> **Your goal**
Please update every listing below by changing "Quick Start" to "Getting Started" and reproduce the lines with nothing else altered. Leave the pictures out of your answer.
The input start
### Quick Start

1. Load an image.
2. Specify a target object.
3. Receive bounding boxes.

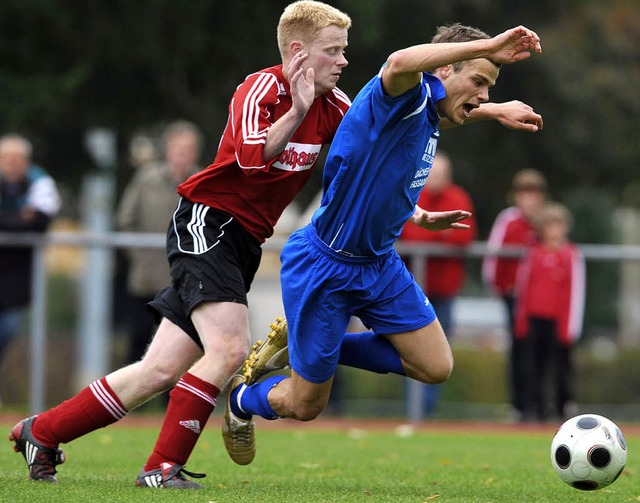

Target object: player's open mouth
[462,103,478,118]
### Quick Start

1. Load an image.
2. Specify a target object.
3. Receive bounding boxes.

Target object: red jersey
[482,206,536,295]
[178,65,351,243]
[400,182,476,298]
[515,243,585,345]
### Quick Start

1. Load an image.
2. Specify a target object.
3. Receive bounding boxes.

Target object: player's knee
[410,358,453,384]
[428,358,453,384]
[144,366,181,393]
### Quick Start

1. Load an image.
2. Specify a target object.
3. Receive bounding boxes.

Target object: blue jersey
[312,71,445,257]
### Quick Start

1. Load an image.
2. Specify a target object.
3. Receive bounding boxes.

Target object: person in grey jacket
[117,121,203,363]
The input end
> **Expected output**
### Getting Started

1. Load an image.
2. Specify a target object.
3. Receive bounding boxes.


Target object: player's open mouth
[462,103,478,118]
### Getting Started

1. Load an image.
2. Specify a target object.
3. Receive bounding boxes.

Target object: red jersey
[482,206,536,295]
[178,65,351,243]
[400,182,476,298]
[515,243,585,345]
### Getting Started

1. Load an image.
2. Specify a target object.
3. Receive bounding boxes.

Target object: player's knee
[410,358,453,384]
[428,358,453,384]
[144,366,181,393]
### Getting Started

1. Load an image.
2. Specify a target object.
3. Receive bounding boxes.

Target object: blue jersey
[312,71,445,257]
### Getting Started

1. Load an image.
2. Specify a target object.
3. Receive bounding boxes.

Target object: person in grey jacket
[117,121,203,363]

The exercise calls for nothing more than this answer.